• [Given exercise]:
Find every line in the records below that contains the string "hillside", matching case exactly, and copy each of those lines.

• [Input data]:
-- start --
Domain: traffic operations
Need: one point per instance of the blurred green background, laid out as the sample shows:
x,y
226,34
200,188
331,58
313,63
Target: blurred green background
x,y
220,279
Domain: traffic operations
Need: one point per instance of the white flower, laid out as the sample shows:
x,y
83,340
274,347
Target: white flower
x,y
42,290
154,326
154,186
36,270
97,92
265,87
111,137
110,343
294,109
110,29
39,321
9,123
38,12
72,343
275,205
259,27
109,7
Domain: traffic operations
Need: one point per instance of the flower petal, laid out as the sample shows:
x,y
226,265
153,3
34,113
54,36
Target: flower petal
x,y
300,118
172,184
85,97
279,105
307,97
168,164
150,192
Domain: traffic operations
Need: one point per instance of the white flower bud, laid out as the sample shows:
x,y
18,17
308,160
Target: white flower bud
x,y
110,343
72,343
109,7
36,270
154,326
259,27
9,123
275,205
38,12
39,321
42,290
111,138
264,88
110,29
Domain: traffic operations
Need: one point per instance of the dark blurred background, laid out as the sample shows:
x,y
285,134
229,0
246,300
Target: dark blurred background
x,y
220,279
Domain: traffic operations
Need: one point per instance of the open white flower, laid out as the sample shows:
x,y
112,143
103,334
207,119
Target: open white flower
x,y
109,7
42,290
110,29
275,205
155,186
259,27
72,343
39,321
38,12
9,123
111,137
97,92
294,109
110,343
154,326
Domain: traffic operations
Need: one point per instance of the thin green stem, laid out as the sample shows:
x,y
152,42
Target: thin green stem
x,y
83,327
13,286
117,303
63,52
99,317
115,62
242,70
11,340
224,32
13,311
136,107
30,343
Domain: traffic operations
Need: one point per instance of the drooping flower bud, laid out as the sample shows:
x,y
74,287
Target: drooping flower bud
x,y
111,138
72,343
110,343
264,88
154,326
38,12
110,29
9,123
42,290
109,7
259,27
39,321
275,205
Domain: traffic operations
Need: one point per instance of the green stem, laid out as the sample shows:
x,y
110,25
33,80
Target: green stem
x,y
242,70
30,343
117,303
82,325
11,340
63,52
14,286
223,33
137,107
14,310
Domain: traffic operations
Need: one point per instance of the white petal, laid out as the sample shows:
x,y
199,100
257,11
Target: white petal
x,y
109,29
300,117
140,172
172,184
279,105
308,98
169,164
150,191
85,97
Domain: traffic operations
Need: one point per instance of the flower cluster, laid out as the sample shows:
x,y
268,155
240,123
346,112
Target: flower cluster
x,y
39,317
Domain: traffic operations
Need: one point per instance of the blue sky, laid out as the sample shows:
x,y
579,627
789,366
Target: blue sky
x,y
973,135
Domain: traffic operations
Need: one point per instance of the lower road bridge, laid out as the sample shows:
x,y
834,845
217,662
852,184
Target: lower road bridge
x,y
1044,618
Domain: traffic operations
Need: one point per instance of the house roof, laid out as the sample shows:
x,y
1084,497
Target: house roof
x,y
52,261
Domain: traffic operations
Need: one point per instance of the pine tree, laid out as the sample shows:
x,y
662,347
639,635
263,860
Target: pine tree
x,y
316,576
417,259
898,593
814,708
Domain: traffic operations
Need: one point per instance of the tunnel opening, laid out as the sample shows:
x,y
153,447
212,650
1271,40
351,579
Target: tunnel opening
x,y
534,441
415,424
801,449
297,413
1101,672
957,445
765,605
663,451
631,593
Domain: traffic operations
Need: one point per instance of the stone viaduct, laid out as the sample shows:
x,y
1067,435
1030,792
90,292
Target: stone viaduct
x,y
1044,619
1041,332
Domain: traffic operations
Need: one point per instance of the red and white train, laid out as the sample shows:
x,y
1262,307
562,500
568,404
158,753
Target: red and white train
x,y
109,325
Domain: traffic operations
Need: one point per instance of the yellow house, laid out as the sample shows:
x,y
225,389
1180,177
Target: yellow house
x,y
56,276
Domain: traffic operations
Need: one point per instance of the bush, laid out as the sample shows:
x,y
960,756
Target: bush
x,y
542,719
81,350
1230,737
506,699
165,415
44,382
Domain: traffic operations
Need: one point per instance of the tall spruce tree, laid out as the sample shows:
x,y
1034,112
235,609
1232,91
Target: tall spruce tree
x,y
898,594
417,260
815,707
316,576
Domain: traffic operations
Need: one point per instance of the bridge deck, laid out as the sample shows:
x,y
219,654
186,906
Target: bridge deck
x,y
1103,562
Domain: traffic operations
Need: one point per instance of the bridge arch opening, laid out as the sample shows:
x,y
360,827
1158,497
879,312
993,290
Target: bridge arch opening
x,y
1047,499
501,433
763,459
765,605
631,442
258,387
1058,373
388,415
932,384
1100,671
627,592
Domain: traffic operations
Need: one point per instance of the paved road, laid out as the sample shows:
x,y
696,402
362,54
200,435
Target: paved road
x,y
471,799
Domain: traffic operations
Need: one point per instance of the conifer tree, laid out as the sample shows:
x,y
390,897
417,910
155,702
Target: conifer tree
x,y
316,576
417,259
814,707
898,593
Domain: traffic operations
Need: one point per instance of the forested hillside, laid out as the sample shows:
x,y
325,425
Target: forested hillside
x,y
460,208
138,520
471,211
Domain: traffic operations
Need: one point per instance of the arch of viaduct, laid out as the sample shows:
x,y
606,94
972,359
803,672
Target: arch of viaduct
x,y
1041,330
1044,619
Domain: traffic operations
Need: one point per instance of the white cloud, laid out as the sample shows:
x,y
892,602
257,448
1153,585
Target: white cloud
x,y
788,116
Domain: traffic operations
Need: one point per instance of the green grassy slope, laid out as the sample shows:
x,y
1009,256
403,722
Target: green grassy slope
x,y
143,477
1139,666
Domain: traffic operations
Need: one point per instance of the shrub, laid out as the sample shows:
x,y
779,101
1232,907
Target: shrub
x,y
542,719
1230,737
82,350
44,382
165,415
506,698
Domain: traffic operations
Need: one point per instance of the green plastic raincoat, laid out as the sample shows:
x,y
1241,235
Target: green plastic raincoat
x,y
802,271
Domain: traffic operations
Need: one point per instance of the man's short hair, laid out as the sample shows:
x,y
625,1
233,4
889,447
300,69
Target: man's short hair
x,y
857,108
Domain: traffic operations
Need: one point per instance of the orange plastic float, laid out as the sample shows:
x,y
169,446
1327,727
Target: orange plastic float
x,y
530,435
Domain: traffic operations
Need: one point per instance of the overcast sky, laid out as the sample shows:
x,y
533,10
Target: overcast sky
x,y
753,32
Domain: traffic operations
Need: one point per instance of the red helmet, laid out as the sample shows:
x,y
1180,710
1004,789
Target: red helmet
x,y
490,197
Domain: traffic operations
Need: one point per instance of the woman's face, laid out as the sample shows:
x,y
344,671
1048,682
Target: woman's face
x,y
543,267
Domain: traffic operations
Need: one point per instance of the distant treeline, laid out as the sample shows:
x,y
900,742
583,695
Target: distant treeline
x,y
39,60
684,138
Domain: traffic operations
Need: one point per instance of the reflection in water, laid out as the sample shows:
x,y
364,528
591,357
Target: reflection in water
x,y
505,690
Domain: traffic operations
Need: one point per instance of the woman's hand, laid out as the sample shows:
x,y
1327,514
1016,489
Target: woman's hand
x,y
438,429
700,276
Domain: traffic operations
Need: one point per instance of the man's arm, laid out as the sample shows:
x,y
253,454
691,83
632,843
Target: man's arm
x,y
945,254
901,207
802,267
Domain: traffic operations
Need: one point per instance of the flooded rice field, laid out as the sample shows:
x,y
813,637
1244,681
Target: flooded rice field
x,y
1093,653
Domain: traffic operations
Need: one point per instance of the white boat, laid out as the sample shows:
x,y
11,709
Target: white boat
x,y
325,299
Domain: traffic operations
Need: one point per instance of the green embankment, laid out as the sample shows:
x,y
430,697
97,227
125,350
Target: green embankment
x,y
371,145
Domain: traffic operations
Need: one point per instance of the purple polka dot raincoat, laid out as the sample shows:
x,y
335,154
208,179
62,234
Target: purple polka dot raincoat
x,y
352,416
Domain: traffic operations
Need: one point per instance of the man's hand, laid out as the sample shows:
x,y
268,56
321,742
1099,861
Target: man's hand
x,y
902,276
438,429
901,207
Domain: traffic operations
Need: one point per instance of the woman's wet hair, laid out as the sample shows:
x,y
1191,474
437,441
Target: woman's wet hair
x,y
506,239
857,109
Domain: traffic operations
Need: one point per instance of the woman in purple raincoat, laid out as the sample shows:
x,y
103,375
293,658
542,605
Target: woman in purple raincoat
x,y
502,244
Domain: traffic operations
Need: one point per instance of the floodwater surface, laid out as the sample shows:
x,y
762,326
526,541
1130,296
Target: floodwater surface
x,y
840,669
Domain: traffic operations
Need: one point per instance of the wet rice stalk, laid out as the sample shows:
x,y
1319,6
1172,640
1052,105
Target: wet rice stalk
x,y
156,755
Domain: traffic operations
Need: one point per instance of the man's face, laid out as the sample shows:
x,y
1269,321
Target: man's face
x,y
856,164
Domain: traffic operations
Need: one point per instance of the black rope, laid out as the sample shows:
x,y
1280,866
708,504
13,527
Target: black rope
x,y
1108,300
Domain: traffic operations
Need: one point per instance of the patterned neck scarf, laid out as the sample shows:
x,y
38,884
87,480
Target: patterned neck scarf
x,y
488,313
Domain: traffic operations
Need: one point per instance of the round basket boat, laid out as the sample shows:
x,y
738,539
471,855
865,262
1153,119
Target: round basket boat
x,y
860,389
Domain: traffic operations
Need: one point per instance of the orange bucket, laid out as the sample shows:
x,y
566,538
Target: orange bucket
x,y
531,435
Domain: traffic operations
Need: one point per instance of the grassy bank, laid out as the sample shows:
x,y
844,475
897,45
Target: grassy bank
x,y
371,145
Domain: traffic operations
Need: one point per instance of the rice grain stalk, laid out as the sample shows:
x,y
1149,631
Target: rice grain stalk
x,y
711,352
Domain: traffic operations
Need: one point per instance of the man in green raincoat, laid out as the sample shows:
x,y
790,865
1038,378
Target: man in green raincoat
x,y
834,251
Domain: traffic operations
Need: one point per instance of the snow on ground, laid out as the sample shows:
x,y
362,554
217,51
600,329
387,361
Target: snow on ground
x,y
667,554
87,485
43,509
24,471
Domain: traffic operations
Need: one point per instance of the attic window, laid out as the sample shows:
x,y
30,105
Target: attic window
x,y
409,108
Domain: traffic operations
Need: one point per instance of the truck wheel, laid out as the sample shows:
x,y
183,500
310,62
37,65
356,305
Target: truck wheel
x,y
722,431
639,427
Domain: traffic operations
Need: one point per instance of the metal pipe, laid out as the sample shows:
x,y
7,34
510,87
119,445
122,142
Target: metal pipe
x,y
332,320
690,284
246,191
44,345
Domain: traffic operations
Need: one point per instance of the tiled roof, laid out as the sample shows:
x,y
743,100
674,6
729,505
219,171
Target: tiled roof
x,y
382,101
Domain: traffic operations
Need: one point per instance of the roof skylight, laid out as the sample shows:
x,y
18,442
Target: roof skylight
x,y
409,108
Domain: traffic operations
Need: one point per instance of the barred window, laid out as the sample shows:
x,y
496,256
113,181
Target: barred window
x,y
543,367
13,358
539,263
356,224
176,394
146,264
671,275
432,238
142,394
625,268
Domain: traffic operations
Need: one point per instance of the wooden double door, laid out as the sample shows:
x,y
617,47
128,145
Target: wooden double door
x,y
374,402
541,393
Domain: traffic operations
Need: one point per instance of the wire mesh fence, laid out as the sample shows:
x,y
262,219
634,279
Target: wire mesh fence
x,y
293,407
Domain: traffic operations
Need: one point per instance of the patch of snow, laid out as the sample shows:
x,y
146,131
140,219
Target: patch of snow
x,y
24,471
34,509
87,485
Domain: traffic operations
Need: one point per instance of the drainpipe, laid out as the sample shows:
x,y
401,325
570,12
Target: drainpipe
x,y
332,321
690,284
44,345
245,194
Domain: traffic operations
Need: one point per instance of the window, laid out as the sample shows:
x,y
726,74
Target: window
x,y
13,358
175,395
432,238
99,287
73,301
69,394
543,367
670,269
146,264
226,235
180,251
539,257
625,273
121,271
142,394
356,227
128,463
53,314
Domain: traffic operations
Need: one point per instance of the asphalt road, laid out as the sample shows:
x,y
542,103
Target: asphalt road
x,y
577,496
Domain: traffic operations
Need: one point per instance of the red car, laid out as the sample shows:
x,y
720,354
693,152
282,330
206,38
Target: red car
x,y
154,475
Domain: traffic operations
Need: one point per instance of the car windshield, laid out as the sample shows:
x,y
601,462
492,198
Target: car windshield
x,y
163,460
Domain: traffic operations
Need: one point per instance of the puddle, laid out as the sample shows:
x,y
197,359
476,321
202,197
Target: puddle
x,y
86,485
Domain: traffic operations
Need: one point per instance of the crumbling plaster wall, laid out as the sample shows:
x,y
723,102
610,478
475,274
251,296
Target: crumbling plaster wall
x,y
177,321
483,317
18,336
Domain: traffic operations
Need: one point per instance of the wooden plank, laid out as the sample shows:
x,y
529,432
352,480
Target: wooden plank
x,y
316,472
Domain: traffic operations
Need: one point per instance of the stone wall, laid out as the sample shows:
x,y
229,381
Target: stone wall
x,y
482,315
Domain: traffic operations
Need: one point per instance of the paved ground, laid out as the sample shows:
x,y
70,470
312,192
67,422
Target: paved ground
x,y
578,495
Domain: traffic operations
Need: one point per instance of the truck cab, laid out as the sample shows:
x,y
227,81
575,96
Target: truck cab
-- end --
• [Solution for this problem]:
Need: one point per instance of the forested hillside, laid out as the sample shows:
Target: forested hillside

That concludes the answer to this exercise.